→ **Work order**
Please write out the records exactly.

Recorded data:
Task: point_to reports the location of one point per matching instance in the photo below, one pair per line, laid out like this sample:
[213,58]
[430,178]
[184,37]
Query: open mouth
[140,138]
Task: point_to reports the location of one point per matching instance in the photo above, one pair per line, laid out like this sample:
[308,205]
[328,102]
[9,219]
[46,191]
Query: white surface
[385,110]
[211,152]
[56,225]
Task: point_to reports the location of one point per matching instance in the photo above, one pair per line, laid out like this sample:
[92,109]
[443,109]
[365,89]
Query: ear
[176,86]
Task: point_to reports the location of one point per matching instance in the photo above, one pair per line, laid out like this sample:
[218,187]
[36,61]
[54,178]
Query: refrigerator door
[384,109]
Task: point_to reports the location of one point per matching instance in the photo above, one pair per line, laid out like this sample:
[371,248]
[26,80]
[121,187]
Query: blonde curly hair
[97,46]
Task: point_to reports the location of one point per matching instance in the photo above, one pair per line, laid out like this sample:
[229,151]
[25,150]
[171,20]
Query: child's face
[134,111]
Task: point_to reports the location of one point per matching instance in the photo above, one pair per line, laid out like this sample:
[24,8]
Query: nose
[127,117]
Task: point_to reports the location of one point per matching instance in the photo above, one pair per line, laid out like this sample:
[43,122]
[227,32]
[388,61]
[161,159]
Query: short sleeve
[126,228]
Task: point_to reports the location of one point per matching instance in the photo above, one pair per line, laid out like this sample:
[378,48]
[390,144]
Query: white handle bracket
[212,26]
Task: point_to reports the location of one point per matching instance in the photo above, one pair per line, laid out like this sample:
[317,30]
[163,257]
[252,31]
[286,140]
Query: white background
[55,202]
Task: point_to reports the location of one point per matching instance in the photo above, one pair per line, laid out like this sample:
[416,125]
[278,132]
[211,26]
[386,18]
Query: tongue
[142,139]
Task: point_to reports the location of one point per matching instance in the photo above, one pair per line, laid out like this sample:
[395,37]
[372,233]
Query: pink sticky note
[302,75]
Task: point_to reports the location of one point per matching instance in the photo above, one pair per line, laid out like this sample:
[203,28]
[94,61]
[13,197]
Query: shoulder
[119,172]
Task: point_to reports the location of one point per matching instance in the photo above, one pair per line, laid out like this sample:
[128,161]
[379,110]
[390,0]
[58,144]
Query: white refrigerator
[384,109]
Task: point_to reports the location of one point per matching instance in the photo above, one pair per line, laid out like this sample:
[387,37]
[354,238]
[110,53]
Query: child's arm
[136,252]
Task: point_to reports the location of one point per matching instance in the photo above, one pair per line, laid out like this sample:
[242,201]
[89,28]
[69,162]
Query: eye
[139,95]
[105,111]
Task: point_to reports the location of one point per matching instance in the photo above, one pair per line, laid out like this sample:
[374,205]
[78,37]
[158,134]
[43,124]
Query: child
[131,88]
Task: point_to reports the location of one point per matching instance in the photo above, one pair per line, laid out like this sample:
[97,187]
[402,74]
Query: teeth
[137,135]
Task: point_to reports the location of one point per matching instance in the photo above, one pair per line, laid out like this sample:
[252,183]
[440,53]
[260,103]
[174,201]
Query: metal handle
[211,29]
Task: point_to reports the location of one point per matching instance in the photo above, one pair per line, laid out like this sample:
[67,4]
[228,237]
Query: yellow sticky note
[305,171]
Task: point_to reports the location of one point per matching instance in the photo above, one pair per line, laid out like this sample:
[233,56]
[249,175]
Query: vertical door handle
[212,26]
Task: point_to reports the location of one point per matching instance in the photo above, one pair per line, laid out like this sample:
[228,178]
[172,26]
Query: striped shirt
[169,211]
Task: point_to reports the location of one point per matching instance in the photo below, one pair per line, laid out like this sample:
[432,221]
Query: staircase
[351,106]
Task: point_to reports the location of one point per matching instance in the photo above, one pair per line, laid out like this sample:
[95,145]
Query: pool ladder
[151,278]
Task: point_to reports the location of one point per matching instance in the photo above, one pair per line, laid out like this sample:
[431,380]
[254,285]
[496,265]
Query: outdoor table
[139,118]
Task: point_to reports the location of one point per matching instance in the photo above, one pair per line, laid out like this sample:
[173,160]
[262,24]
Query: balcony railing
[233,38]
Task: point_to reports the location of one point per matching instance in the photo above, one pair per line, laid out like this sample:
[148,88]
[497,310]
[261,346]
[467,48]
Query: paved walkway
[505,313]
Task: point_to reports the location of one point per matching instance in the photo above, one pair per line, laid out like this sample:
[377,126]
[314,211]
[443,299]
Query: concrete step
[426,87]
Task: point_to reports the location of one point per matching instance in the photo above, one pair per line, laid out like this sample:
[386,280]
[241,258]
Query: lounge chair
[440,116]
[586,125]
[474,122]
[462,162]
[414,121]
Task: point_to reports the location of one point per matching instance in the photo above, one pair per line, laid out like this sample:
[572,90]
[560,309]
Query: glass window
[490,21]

→ **Exercise output**
Task: point_to reports the location of one point per matching instance in the photo below, one pair per line, laid out like this sample:
[213,58]
[430,178]
[184,37]
Query: open mouth
[140,138]
Task: point_to reports the location of one point per matching instance in the photo above, one pair per line, laid out like this sample:
[308,205]
[328,102]
[9,219]
[46,191]
Query: white surface
[385,110]
[211,152]
[56,225]
Task: point_to reports the location of one point per matching instance in the photo above, one pair per line, laid out like this sample:
[92,109]
[443,109]
[365,89]
Query: ear
[176,86]
Task: point_to reports the location of one point per matching instance in the photo above, one pair per line, laid out like this sample:
[218,187]
[36,61]
[54,178]
Query: refrigerator door
[384,109]
Task: point_to reports the location of one point per matching instance in the photo above, one pair per line, laid out like this sample:
[371,248]
[26,80]
[121,187]
Query: blonde curly hair
[97,46]
Task: point_to reports the location of one point per matching instance in the photo above, one pair per line, laid out like this sample:
[229,151]
[25,150]
[171,20]
Query: child's face
[134,111]
Task: point_to reports the location of one point per matching instance in the photo above, one pair per line, laid out like this sample:
[24,8]
Query: nose
[127,117]
Task: point_to reports the location of one point per matching instance in the photo above, one pair per line, laid out like this sample:
[43,122]
[227,32]
[388,61]
[161,159]
Query: short sleeve
[126,228]
Task: point_to reports the location of one point per matching instance in the photo above, one pair per line, laid out like this sample:
[378,48]
[390,144]
Query: white handle bracket
[212,26]
Task: point_to reports the location of one point per matching instance in the photo above, one pair per line, laid out like this sample:
[317,30]
[163,257]
[252,31]
[286,140]
Query: white background
[55,202]
Task: point_to reports the location of one point per matching instance in the photo above, one pair per line, laid out like this sample:
[416,125]
[278,132]
[211,26]
[386,18]
Query: tongue
[142,139]
Task: point_to reports the location of one point per matching instance in the photo above, one pair per line, laid out like this sample:
[395,37]
[372,233]
Query: pink sticky note
[302,75]
Task: point_to reports the location of one point per matching instance in the photo above, one pair per line, laid out like this sample:
[203,28]
[94,61]
[13,197]
Query: shoulder
[119,172]
Task: point_to reports the location of one point per matching instance in the photo above, one pair per line, laid out like this sample:
[128,161]
[379,110]
[390,0]
[58,144]
Query: white refrigerator
[384,109]
Task: point_to reports the location of one point per matching instance in the photo above, one pair per line, laid out like this sample:
[387,37]
[354,238]
[110,53]
Query: child's arm
[136,252]
Task: point_to reports the location of one point per matching instance in the photo above, one pair per line, laid out like this sample:
[242,201]
[89,28]
[69,162]
Query: eye
[139,95]
[105,111]
Task: point_to reports the location of one point per matching instance in the photo above, one pair per line, laid out like this sample:
[374,205]
[78,37]
[158,134]
[43,124]
Query: child
[131,88]
Task: point_to reports the location of one point per matching instance in the photo above, one pair per line, laid out like this sample:
[97,187]
[402,74]
Query: teeth
[137,135]
Task: point_to reports the location of one point per matching instance in the photo above, one pair per line, laid out like this sample:
[252,183]
[440,53]
[260,103]
[174,201]
Query: metal handle
[211,29]
Task: point_to reports the location of one point per matching instance in the photo above, one pair per line, laid out like this sample:
[67,4]
[228,237]
Query: yellow sticky note
[305,171]
Task: point_to reports the location of one point per matching instance in the photo above, one pair per line, laid out like this sample:
[233,56]
[249,175]
Query: vertical door handle
[212,26]
Task: point_to reports the location of one point per matching instance in the photo above, one pair per line, laid out like this sample:
[228,178]
[172,26]
Query: striped shirt
[169,211]
Task: point_to reports the location of one point per matching instance in the photo below, one pair per line, laid out like this sample:
[432,221]
Query: staircase
[351,106]
Task: point_to reports the location of one point per matching instance in the photo above, one pair per line, laid out like this sample:
[95,145]
Query: pool ladder
[151,278]
Task: point_to reports the location of one point per matching instance in the photo above, one pair per line, laid out like this sample:
[431,380]
[254,285]
[496,265]
Query: outdoor table
[139,118]
Task: point_to reports the location of one point per matching instance in the photo above, one pair per line, laid out like this sample:
[173,160]
[262,24]
Query: balcony railing
[233,38]
Task: point_to reports the location of one point per matching instance in the photo above, one pair per line, laid out like this sample:
[148,88]
[497,310]
[261,346]
[467,48]
Query: paved walkway
[505,313]
Task: point_to reports the location of one point per matching instance in the photo above, one pair per line, laid out like this sample:
[377,126]
[314,211]
[443,299]
Query: concrete step
[426,87]
Task: point_to reports the location of one point per matching instance in the photo above, one pair per line, laid out like this sample:
[386,280]
[241,258]
Query: lounge chair
[440,116]
[586,125]
[474,122]
[462,162]
[414,121]
Task: point_to reports the location of one point per matching instance in the photo above, one pair per line, laid out like this sample:
[572,90]
[560,309]
Query: glass window
[490,21]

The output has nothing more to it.